## Your objective
Please extend the passage below about the novel Hungry Ghosts, picking up after its final sentence.

On a hill overlooking Bell Village sits the Changoor farm, where Dalton and Marlee Changoor live in luxury unrecognisable to those who reside in the farm's shadow. Down below is the barrack, a ramshackle building of wood and tin, divided into rooms occupied by whole families. Among these families are the Saroops – Hans, Shweta, and their son, Krishna, who live hard lives of backbreaking work, grinding poverty and devotion to faith.
When Dalton Changoor goes missing and Marlee's safety is compromised, farmhand Hans is lured by the promise of a handsome stipend to move to the farm as watchman. But as the mystery of Dalton's disappearance unfolds their lives become hellishly entwined, and the small community altered forever.
Hungry Ghosts is a mesmerising novel about violence, religion, family and class, rooted in the wild and pastoral landscape of 1940s colonial central Trinidad.

## Excerpted data
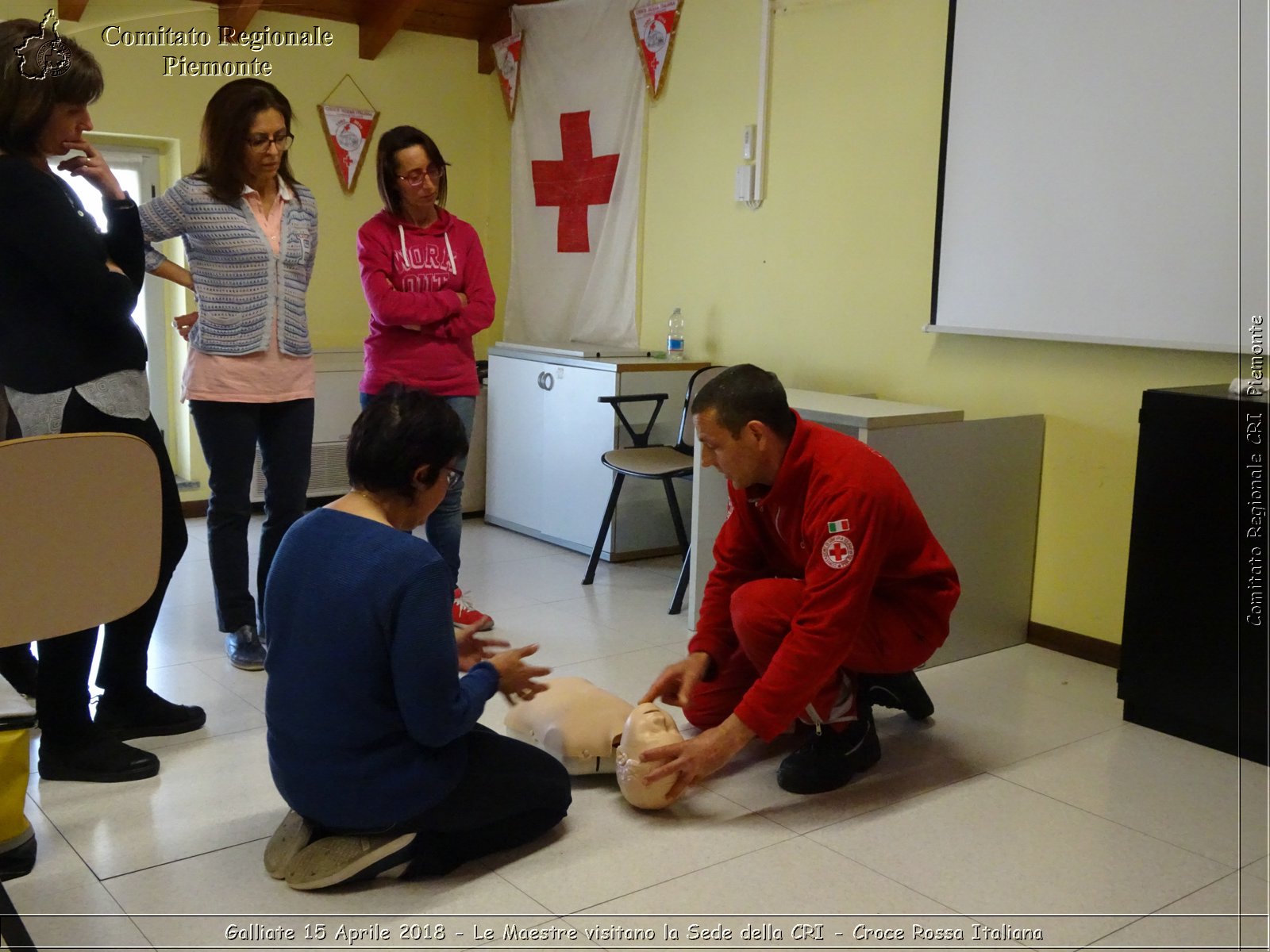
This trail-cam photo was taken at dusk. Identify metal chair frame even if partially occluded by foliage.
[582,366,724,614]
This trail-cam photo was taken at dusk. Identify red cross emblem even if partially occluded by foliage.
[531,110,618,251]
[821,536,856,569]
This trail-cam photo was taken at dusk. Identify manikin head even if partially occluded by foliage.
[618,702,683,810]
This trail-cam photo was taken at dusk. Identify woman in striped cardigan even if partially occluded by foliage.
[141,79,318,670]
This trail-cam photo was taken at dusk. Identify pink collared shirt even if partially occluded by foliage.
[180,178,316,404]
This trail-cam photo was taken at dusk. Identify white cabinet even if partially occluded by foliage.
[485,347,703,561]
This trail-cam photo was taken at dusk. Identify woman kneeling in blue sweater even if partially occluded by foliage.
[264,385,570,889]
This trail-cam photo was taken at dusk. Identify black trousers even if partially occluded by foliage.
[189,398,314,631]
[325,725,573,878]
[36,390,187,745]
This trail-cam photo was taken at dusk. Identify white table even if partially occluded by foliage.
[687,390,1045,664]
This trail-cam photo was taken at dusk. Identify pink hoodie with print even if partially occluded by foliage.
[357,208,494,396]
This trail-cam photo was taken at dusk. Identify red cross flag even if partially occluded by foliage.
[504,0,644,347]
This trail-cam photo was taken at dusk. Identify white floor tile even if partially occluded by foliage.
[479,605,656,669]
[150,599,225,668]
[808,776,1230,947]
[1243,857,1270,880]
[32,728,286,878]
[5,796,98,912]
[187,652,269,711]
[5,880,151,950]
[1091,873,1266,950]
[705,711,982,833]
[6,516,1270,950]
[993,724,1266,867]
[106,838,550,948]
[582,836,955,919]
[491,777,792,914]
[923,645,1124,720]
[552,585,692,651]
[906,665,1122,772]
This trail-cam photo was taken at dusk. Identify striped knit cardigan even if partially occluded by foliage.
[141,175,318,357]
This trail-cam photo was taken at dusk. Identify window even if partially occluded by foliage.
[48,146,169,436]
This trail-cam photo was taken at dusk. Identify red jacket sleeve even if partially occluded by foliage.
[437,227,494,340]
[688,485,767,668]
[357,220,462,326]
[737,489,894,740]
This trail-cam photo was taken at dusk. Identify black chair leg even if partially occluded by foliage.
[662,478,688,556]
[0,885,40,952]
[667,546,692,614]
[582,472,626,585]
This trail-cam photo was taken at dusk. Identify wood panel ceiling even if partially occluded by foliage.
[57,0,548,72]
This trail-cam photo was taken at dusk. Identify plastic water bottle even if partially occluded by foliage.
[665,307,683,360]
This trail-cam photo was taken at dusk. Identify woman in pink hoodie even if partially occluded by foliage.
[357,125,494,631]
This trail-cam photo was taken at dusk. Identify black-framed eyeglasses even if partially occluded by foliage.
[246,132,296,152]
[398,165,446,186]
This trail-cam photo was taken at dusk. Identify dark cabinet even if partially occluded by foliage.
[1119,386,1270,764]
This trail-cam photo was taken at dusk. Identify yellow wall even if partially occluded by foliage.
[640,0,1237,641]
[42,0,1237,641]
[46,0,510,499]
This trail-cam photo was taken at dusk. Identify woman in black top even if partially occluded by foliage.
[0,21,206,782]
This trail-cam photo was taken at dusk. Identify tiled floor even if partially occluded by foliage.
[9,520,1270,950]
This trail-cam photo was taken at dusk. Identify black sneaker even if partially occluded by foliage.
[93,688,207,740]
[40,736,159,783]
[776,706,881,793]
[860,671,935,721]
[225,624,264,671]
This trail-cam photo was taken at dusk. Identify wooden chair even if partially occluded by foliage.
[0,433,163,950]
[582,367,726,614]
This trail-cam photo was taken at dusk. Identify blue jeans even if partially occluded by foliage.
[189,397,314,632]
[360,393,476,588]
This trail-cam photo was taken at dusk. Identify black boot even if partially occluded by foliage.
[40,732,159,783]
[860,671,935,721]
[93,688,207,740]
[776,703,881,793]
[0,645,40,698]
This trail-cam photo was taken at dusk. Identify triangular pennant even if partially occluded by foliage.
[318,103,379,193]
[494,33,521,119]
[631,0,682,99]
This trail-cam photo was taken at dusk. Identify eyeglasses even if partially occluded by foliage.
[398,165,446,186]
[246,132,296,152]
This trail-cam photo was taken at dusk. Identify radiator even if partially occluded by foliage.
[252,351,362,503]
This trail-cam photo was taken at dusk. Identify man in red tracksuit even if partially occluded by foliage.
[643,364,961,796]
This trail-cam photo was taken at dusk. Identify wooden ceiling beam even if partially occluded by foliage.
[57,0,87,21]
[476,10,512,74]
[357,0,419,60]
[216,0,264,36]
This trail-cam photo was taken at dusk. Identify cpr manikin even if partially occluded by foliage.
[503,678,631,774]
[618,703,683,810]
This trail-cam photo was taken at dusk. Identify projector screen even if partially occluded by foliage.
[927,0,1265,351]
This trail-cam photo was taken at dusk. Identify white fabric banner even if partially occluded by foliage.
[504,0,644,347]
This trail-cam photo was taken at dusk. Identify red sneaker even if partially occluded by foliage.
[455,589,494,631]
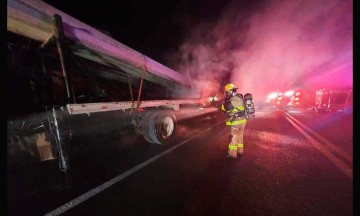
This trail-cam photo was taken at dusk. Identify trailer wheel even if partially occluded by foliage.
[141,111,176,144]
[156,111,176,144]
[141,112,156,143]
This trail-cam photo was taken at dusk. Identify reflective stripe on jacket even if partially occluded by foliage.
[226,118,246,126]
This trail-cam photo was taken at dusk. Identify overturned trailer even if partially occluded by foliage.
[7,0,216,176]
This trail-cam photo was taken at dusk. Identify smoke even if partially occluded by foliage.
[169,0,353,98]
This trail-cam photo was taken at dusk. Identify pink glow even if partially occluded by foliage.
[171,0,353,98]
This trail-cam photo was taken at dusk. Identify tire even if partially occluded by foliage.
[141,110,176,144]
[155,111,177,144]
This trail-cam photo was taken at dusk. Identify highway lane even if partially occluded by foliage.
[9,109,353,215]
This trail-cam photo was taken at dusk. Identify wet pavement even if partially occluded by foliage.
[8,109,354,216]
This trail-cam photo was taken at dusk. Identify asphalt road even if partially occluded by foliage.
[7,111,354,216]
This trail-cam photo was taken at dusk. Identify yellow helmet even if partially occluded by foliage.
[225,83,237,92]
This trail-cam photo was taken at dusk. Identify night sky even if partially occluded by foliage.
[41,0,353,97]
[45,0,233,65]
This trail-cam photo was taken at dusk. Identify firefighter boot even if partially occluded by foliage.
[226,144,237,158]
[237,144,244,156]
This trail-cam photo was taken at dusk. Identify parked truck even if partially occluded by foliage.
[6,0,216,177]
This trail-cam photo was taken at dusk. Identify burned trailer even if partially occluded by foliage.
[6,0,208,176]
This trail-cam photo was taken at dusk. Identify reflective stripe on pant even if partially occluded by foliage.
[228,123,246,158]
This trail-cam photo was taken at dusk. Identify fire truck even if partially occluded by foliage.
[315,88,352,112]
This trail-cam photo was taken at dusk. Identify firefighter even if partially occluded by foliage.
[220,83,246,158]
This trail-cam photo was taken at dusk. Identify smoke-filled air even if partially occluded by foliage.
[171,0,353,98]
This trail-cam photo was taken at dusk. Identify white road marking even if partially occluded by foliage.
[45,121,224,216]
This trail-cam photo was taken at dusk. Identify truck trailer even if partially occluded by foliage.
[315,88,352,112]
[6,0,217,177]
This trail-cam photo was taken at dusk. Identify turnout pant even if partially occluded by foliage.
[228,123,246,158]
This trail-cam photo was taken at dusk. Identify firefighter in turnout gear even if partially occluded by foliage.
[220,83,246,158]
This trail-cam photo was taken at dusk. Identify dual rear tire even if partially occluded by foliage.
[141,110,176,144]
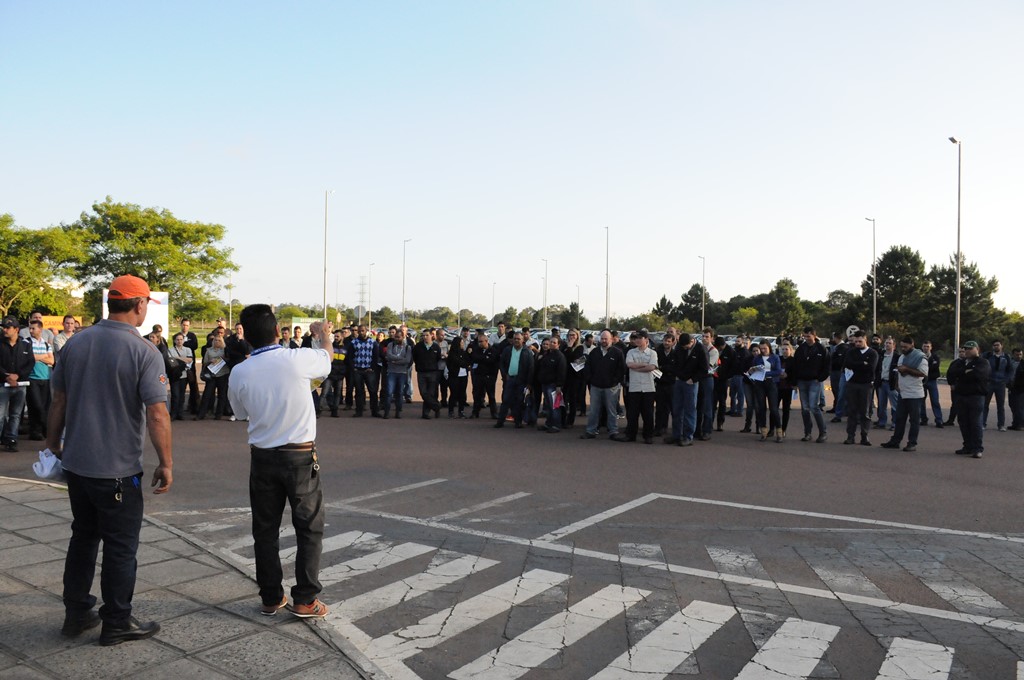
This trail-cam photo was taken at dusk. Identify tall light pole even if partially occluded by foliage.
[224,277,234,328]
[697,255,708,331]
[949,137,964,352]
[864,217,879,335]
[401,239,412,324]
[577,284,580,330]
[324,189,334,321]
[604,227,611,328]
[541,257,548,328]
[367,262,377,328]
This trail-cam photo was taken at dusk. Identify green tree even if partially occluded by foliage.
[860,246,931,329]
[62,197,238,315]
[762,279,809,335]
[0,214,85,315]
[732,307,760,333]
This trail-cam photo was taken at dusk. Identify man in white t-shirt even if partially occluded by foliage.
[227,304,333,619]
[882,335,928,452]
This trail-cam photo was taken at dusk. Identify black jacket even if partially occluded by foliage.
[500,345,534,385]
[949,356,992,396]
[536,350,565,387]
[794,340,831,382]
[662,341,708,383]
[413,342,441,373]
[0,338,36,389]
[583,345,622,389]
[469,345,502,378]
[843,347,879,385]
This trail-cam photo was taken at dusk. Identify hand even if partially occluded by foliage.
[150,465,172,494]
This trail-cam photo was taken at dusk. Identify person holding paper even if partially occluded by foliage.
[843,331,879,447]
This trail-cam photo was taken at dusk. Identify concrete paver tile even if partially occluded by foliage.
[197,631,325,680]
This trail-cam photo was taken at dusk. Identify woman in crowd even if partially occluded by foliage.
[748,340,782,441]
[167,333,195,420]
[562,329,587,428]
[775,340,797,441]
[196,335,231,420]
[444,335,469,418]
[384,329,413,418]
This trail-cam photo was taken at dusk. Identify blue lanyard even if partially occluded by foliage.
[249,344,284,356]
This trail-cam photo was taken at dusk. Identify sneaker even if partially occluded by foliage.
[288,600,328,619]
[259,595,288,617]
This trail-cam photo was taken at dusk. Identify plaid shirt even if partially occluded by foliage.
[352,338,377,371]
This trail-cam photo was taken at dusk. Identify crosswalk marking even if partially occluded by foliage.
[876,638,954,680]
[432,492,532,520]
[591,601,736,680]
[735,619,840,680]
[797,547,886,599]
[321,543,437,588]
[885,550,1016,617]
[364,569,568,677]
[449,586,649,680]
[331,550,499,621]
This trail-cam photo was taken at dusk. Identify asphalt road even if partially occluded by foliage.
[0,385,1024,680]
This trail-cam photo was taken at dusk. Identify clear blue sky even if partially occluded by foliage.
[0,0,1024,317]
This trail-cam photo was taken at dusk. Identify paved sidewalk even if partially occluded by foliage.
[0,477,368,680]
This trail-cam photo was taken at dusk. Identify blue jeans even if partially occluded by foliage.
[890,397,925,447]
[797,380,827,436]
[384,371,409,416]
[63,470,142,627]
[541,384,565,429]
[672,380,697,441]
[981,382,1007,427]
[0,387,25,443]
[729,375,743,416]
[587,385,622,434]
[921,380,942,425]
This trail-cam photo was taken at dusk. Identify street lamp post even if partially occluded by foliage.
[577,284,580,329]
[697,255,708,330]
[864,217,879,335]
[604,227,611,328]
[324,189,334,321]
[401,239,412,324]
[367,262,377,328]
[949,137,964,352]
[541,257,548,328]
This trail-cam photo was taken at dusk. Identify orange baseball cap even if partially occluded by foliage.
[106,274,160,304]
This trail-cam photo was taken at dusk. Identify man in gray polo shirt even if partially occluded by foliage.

## Response
A 2023 highlight for: Financial Times * Guardian * Evening Standard * Daily Mail * BBC News
APPLE BOOKS REVIEW
Through the shimmering Caribbean heat-haze emerges an early contender for the Booker Prize. Hosein’s electric debut novel is a tropical gothic noir set in socially divided Trinidad during the ’40s. Reclusive rural landowner Dalton Changoor, whose fortune is built on blood, inexplicably vanishes into thin air, and his young wife Marlee, formerly the laundry maid in a brothel, assumes he’s been murdered but soon receives a ransom note. When kidnappers start killing her pets and prowling her property at night, Marlee asks farmhand Hans Saroop to move into the mansion as nightwatchman—offering him enough money to rescue his family from abject poverty. As this odd couple unravel Dalton’s disappearance and become dangerously entwined, a knotty narrative builds towards its devastating climax. This is a satisfyingly complex literary thriller, full of ravishing description, sensory storytelling and nuanced commentary on injustice, identity, faith, family and colonialism. Rich in inventiveness and insight, it recalls everything from Mark Twain to Marlon James, from Jean Rhys to Toni Morrison, from Peter Carey to Cormac McCarthy. The hauntingly poetic writing throbs with energy and positively perspires with tension.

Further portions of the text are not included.